**TEXT SHOWN**
Why Africa's mid-market hotel sector is enjoying a boost
The surge in travellers arriving in Africa has brought an unexpected boost to middle market hotels, according to a report published yesterday, with mid-scale lodges and serviced apartments two of the sectors enjoying a surge.
The report published yesterday on www.hotelmanagement.net says: “The growing trend is spreading across the continent’s city centres, including Lagos, Nairobi and Johannesburg.”
“The hotel market in Sub-Saharan Africa has evolved in the last decade with many global operators opening quality hotels in key markets like South Africa, Mauritius and Kenya,” Xander Nijnens, EVP, hotels & hospitality group Sub-Saharan Africa, JLL, said in a statement.
With a more than 70-percent occupancy this year across the region, Africa’s current hotel stock has been growing thanks to increased investment. West Africa, in particular, has seen an 8 per cent rise each year in room supply over the last 10 years.
And there was some suggestion that while luxury four and five-star hotels have increased, now investors are turning their attention to mid-scale market development opportunities.
“We are already seeing much more regional corporate travel, which was previously met by informal accommodation–guesthouses, lodges, for example,” Nijnens said. “Now, these travelers are looking for the quality and reliability that the branded mid-market and budget sectors can offer.”
In response, hotel operators are expanding their mid-market footprint. Regional operator Onomo has an inventory of three-star hotels across West Africa and South Africa. However, the company has set plans to step into the East African market with its mid-scale brand. City Lodge, another Africa-based regional operator, started its expansion throughout the region years ago. Smaller regional brands Urban and City Blue have been setting up their own expansion plans, as well.

**SUPPLIED MATERIAL**
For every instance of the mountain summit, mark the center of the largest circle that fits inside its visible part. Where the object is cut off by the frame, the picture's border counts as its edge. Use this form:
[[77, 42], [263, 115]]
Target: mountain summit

**APPLY WHAT YOU READ**
1/ List every hotel operator or brand named in the last paragraph of the article on Africa's mid-market hotel sector.
2/ Carry on the article on Africa's mid-market hotel sector, starting after its final sentence.

**RESULTS FOR EACH TASK**
1/ Onomo, City Lodge, Urban, City Blue

2/
Meanwhile, global hotel operator Carlson Rezidor Hotel Group has four upper mid-market hotels in the pipeline for Kenya set to open over the next three years. Marriott International signed seven new hotels in East Africa and West Africa. Hilton also has its hotels planned for the region opening within the next five years after a renovation and rebranding.
“Much of the future branded pipeline will be driven by the operators’ mid-market brands. In the long-term, the bulk of hotel demand for these hotels is projected to come from domestic and regional travelers,” Nijnens said.
Africa’s hotel industry continues to face impeding obstacles despite its rapid growth. Regional markets have been coming up against ineffective debt funding and excessive development and land costs, on top of extended development approval processes and construction periods, pushing completion times back by three and five years.